# Document extract
Orlov is a linguist and an engineer who has a blog called Club Orlov. He has also written several books, one of which, "Reinventing Collapse", I am reading for advice on how to survive such a collapse besides our two month's supply of Nalley's Chili and two generators. He emigrated to the U.S. in the mid-Seventies and made several trips back to Russia during the Soviet rule and then after the Soviet collapse. He believes that there are many lessons we in the U.S. can learn from the collapse of the other late 20th century super power. That there are more similarities than differences between the two super powers, as Orlov describes them, gave me pause. It's always interesting to look at a common question through a different set of glasses.

# Data lines
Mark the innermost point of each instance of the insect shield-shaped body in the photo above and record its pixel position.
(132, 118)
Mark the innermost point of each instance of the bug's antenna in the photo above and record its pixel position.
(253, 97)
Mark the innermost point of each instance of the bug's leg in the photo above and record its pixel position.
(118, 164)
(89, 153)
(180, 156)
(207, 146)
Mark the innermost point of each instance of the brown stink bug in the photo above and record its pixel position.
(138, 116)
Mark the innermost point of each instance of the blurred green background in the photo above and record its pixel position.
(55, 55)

==

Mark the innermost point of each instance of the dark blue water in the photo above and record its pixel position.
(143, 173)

# Task list
(1) In the passage about Orlov, when did he emigrate to the U.S.?
(2) Carry on the passage about Orlov and "Reinventing Collapse" from its last sentence.

# Responses to the tasks
(1) In the mid-Seventies.

(2)
Both the U.S.S.R. and the U.S. derived their identities from being either capitalist or communist and the "extreme adherence to one or the other" as opposed to healthier countries that mix it up is what Orlov believes led to the doom of one and the coming doom of the other. Ideologies are all well and good, he says, if they actually work. But when it becomes clear that the average working citizen is not doing so well, the legitimacy of the rigid system begins to unravel and finally collapse. He points out that Albert Camus made the observation that the two superpowers were more alike than not back in the 1950s. Camus said that a specific failure of both systems was their inability "to provide creative, meaningful work." This Orlov says leads to mass depression.

The chief reason why the U.S. is still hanging on, he speculates, is that the ruling elite and their spokespeople keep the people thinking that the system is legitimate by hawking that old chestnut "The American Dream". He actually calls this idea of working hard and playing by the rules getting you a good chunk of the pie as "a pathological fiction" promoted by the media.

"Masquerading as hope, it gains its effectiveness from a perversion of pride, a psychological trick people use to play on themselves to obscure their powerlessness. They can sense that they are oppressed and so their last prideful stand is to pretend that their failures are of their own making, even if they have been most conveniently arranged for them by their oppressors."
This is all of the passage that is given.